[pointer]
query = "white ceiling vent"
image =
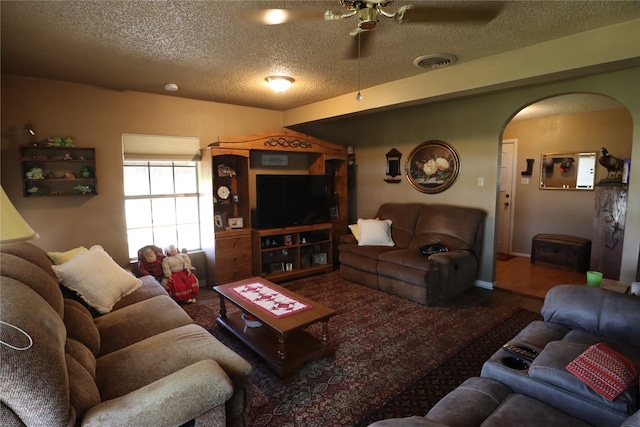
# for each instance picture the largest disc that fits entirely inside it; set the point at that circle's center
(433, 61)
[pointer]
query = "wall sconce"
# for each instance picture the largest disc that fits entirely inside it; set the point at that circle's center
(529, 170)
(351, 156)
(279, 83)
(393, 166)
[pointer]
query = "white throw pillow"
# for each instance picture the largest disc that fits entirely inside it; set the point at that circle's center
(375, 232)
(355, 230)
(62, 257)
(96, 278)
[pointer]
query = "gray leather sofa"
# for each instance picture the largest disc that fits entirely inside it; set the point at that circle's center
(542, 392)
(401, 270)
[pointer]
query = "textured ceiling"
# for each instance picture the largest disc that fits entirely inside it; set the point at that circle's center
(212, 55)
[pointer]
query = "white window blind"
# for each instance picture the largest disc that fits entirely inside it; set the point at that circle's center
(156, 147)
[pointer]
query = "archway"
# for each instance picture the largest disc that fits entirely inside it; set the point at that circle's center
(577, 122)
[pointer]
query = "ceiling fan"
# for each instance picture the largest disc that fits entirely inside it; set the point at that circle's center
(369, 12)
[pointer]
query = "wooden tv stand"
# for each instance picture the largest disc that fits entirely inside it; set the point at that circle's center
(289, 252)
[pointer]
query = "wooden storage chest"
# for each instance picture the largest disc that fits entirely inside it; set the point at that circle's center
(557, 250)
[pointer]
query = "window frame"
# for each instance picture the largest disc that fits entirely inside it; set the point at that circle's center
(148, 164)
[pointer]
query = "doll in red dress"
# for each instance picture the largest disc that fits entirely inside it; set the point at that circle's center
(182, 284)
(150, 262)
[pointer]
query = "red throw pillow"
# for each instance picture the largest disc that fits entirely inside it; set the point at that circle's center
(606, 371)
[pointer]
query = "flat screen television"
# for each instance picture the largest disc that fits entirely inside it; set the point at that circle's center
(288, 200)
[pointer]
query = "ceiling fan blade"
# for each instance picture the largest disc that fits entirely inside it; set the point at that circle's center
(451, 14)
(279, 16)
(365, 43)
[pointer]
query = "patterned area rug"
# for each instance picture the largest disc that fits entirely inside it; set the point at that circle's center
(393, 357)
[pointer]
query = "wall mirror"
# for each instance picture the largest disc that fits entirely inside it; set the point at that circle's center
(568, 171)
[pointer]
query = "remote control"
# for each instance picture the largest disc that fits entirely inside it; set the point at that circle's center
(523, 352)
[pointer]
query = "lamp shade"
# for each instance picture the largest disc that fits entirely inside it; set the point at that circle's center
(12, 227)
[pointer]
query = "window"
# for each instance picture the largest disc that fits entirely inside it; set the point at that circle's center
(161, 204)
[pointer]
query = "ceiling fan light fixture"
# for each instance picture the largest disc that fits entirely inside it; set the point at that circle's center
(435, 61)
(279, 83)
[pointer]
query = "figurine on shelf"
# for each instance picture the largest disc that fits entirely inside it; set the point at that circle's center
(182, 284)
(82, 189)
(36, 172)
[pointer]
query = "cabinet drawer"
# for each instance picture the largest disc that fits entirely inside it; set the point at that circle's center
(226, 259)
(233, 244)
(233, 273)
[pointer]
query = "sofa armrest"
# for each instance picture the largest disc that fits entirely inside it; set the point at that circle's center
(169, 401)
(453, 256)
(594, 310)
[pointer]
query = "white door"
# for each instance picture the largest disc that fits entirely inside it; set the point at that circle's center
(505, 208)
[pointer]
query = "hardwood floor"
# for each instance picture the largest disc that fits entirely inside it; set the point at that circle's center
(518, 275)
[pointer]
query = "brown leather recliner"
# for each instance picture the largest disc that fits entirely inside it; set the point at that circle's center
(401, 269)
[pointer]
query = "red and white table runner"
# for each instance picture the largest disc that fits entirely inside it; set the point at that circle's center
(269, 300)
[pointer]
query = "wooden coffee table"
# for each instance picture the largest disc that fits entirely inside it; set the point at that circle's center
(281, 342)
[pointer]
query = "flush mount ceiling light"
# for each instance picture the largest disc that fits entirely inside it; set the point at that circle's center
(279, 83)
(434, 61)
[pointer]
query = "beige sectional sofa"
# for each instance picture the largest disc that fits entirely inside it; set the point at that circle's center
(145, 363)
(400, 269)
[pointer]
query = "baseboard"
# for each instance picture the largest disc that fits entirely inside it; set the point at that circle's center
(519, 254)
(484, 284)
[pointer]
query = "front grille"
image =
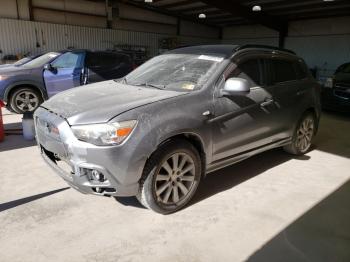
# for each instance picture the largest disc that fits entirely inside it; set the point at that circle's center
(64, 167)
(47, 127)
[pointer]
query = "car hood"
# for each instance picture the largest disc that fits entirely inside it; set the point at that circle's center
(100, 102)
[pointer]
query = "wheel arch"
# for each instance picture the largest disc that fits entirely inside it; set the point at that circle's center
(193, 139)
(9, 91)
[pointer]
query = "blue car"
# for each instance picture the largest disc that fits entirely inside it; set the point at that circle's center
(23, 88)
(20, 62)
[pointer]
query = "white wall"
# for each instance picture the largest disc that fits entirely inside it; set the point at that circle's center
(20, 37)
(8, 9)
(94, 14)
(323, 43)
(250, 34)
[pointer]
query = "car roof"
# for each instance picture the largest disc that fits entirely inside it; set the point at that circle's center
(220, 50)
(226, 50)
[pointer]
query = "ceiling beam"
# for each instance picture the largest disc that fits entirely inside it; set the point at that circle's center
(235, 8)
(161, 10)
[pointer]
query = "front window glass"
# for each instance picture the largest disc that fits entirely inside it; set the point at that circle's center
(184, 72)
(249, 70)
(344, 69)
(41, 60)
(68, 60)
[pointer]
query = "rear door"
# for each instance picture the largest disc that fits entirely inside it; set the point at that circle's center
(288, 83)
(66, 72)
(243, 123)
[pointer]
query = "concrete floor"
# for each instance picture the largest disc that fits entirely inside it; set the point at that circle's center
(272, 207)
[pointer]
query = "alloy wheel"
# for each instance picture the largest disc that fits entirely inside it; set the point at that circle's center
(305, 134)
(175, 179)
(27, 101)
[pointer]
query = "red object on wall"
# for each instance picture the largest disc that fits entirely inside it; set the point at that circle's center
(2, 131)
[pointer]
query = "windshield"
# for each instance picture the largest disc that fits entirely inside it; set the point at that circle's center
(183, 72)
(41, 60)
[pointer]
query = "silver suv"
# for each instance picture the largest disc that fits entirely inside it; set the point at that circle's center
(156, 133)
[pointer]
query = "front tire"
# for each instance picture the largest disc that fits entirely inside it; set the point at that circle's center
(303, 135)
(25, 99)
(170, 177)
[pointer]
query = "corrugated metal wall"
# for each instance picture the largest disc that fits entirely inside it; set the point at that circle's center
(17, 36)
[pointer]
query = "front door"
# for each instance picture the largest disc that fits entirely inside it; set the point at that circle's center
(66, 72)
(244, 122)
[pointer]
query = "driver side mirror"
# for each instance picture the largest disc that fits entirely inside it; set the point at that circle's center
(235, 87)
(50, 68)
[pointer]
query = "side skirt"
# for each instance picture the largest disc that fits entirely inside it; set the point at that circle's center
(216, 165)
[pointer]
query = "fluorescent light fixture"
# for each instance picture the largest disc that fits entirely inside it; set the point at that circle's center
(256, 8)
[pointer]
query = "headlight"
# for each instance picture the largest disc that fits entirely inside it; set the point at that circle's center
(104, 134)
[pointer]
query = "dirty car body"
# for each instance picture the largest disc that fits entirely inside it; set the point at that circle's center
(174, 97)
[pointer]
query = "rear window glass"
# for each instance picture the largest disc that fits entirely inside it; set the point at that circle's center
(105, 60)
(344, 69)
(283, 71)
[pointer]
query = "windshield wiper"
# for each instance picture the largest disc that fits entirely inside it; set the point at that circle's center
(161, 87)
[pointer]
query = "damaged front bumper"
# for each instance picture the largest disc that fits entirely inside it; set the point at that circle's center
(90, 169)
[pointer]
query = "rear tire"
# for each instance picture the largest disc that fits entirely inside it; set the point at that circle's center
(302, 136)
(170, 177)
(25, 99)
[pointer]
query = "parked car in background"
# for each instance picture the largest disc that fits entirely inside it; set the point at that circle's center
(336, 91)
(177, 117)
(20, 62)
(25, 87)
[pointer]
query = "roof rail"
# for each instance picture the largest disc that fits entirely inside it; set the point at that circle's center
(265, 47)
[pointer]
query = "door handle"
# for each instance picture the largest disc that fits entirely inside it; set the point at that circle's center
(267, 102)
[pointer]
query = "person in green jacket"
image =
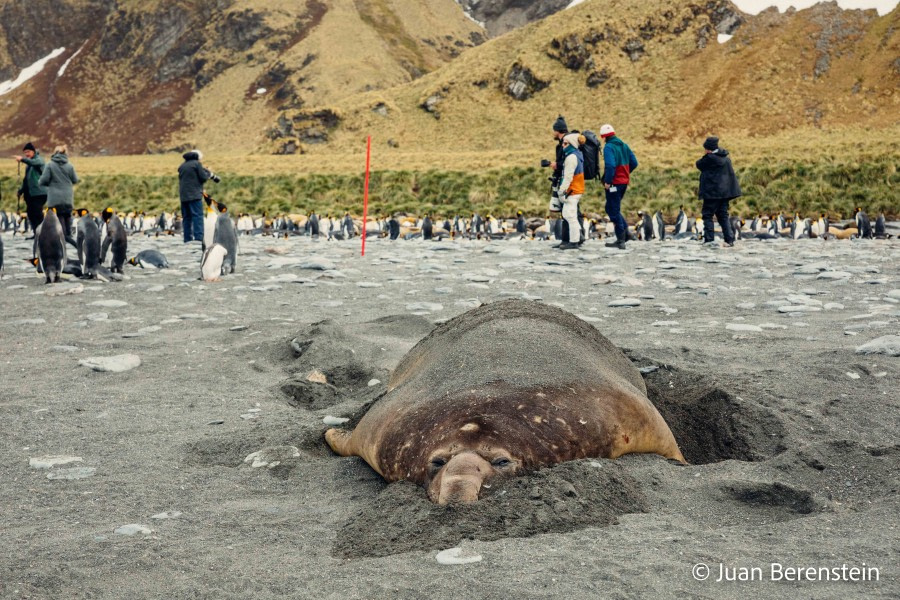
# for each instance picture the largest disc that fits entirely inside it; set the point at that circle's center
(59, 177)
(35, 194)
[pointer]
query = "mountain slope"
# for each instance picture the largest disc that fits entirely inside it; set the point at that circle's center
(654, 70)
(163, 73)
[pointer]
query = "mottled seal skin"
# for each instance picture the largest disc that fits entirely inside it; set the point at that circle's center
(505, 388)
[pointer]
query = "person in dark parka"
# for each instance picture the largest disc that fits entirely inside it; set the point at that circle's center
(191, 177)
(59, 179)
(35, 194)
(718, 186)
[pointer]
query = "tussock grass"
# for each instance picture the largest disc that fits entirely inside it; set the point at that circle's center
(809, 187)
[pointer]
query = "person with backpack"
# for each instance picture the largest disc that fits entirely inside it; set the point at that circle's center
(59, 179)
(191, 177)
(571, 188)
(619, 161)
(718, 186)
(35, 194)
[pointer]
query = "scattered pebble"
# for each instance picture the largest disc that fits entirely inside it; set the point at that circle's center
(66, 289)
(425, 306)
(317, 377)
(457, 556)
(72, 473)
(743, 327)
(271, 457)
(172, 514)
(888, 344)
(112, 364)
(133, 529)
(46, 462)
(109, 303)
(624, 302)
(65, 348)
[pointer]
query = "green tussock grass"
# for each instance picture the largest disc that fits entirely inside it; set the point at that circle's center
(810, 188)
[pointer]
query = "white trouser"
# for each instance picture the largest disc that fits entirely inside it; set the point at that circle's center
(570, 214)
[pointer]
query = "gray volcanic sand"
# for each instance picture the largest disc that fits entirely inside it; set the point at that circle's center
(792, 436)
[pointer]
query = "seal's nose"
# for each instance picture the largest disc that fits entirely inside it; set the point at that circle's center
(462, 478)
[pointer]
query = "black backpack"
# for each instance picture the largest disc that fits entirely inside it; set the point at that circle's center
(591, 153)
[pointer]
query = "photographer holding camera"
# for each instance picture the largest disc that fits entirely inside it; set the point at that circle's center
(191, 177)
(566, 235)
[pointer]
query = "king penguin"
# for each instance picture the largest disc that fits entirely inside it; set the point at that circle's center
(87, 239)
(51, 243)
(115, 237)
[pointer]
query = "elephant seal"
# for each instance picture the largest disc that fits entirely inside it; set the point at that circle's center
(469, 403)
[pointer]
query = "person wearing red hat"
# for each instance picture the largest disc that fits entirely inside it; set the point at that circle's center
(619, 161)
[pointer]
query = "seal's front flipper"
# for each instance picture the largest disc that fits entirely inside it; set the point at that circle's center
(339, 440)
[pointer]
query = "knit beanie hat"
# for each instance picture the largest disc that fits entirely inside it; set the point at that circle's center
(560, 125)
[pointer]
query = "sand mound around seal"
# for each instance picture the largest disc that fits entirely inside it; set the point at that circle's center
(570, 496)
(332, 364)
(710, 424)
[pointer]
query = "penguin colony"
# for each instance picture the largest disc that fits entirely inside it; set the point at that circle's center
(106, 234)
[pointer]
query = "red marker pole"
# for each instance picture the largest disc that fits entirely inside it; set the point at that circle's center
(366, 193)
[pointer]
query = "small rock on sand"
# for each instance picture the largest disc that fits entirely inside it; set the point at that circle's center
(109, 303)
(742, 327)
(171, 514)
(72, 473)
(65, 348)
(318, 264)
(66, 289)
(45, 462)
(625, 302)
(457, 556)
(112, 364)
(425, 306)
(271, 457)
(889, 345)
(833, 275)
(133, 529)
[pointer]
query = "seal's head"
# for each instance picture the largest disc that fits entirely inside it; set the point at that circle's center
(457, 473)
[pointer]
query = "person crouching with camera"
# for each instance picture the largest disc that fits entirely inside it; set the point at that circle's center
(191, 177)
(571, 188)
(560, 130)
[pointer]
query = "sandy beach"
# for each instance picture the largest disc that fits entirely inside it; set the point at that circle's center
(750, 354)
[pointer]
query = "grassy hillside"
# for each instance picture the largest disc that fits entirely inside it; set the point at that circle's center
(652, 68)
(781, 173)
(166, 73)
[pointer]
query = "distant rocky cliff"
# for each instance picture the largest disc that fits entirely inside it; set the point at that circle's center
(501, 16)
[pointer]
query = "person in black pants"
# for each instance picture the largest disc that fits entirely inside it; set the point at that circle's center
(35, 194)
(718, 186)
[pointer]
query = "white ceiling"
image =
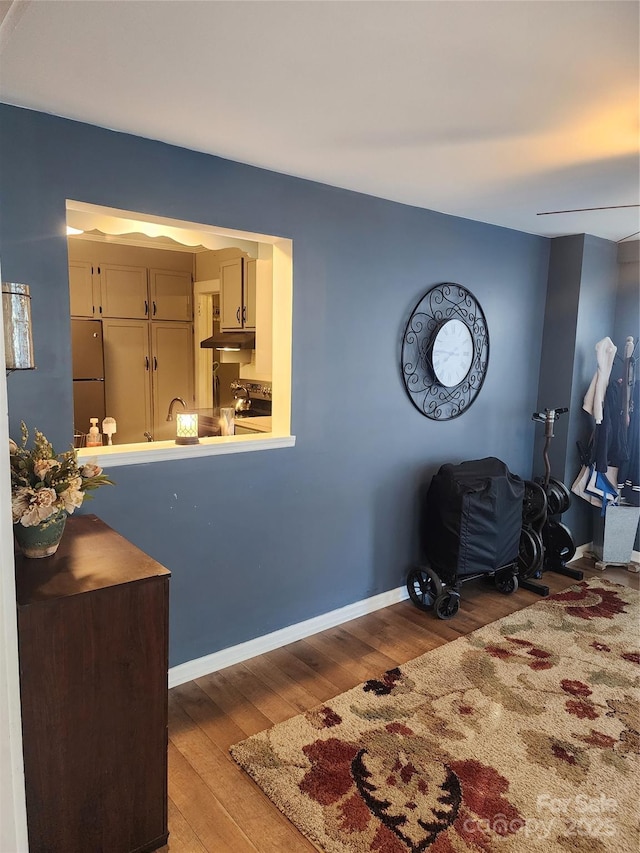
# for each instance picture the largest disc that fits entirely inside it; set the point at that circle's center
(493, 110)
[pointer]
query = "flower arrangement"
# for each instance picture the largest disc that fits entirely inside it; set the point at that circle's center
(45, 483)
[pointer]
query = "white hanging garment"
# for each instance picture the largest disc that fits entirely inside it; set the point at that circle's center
(594, 398)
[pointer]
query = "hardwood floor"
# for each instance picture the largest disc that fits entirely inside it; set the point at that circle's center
(213, 805)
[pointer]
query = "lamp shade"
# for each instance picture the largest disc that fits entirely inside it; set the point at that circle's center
(187, 428)
(16, 313)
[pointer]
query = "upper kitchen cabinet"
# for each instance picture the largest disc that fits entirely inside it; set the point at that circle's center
(84, 290)
(124, 292)
(171, 295)
(237, 294)
(129, 282)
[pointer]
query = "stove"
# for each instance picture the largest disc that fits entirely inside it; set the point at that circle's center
(260, 395)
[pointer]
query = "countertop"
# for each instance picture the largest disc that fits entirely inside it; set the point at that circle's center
(260, 424)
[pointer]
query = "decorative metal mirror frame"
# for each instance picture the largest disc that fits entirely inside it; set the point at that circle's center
(441, 303)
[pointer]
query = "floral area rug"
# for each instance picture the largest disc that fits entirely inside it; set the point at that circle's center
(523, 736)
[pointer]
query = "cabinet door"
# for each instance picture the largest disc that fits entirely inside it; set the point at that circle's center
(172, 375)
(249, 293)
(124, 292)
(127, 367)
(231, 294)
(171, 295)
(81, 286)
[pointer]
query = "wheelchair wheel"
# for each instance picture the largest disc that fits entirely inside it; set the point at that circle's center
(529, 553)
(424, 586)
(506, 583)
(558, 542)
(447, 605)
(534, 504)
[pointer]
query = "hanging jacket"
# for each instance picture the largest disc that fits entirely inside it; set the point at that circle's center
(610, 439)
(594, 398)
(629, 473)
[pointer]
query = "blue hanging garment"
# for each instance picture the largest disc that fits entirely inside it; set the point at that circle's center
(601, 488)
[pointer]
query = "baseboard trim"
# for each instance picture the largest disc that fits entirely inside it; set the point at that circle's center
(582, 551)
(587, 551)
(276, 639)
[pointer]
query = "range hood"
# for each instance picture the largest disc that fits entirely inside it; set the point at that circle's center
(230, 341)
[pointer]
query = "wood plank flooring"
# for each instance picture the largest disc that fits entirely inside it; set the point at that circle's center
(213, 805)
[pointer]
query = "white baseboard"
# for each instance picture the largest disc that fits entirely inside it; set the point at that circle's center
(275, 640)
(587, 551)
(582, 551)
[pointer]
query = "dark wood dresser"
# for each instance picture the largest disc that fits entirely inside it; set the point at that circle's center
(92, 633)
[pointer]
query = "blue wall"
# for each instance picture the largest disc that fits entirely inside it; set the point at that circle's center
(259, 541)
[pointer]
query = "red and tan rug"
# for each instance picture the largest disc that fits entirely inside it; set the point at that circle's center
(523, 736)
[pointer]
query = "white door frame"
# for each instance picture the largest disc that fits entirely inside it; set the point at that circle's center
(13, 814)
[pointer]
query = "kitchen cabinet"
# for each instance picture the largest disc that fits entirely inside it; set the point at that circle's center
(171, 374)
(124, 291)
(171, 295)
(129, 292)
(237, 294)
(92, 639)
(146, 365)
(127, 377)
(84, 290)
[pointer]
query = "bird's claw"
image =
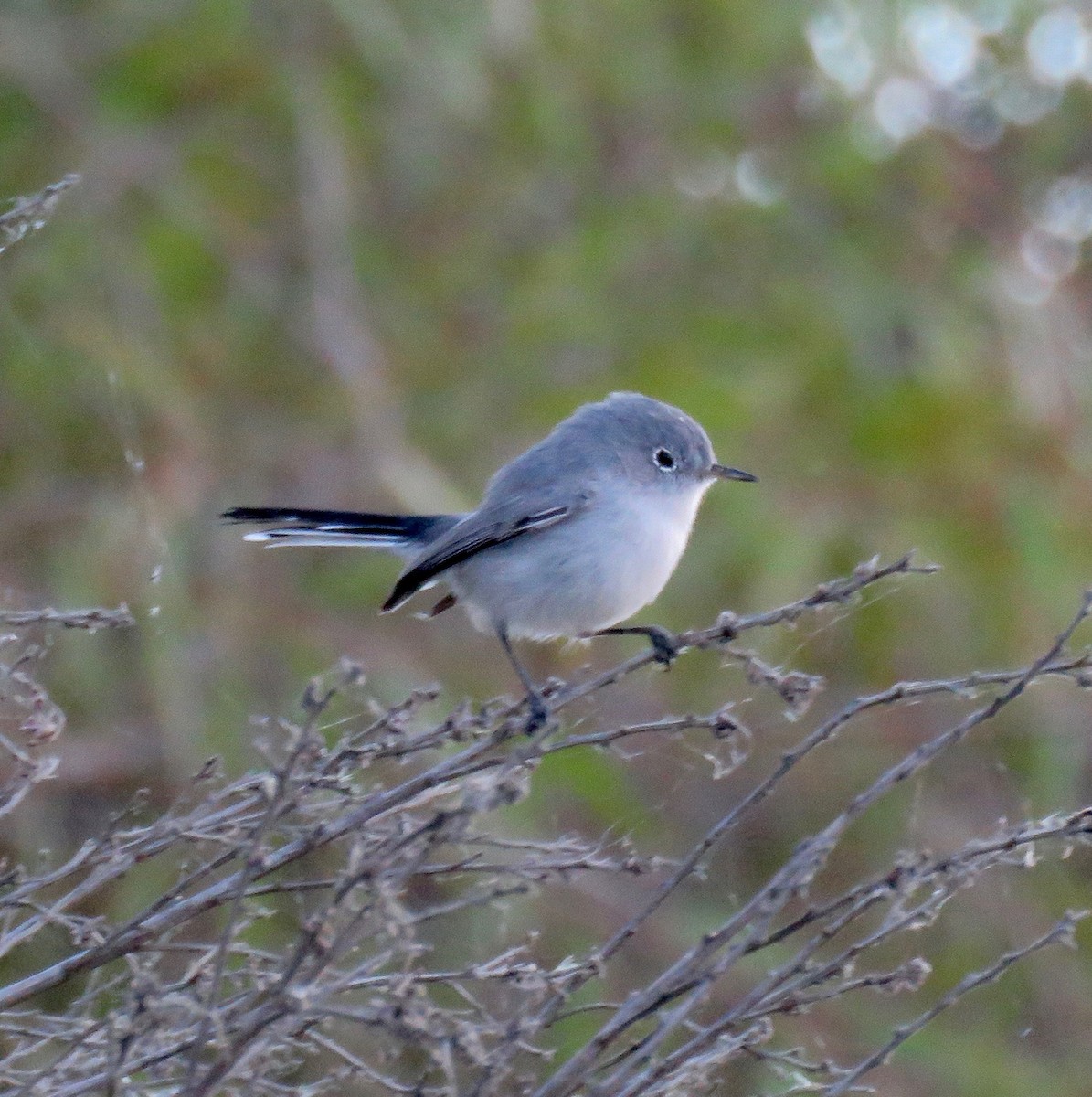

· · · · · · ·

● EXERCISE DETAILS: Pick out every line in the records above that contains the string "wheel", and copy each of those lines in full.

● SOLUTION:
query = "wheel arch"
query = "alloy wheel"
query = "wheelchair wheel"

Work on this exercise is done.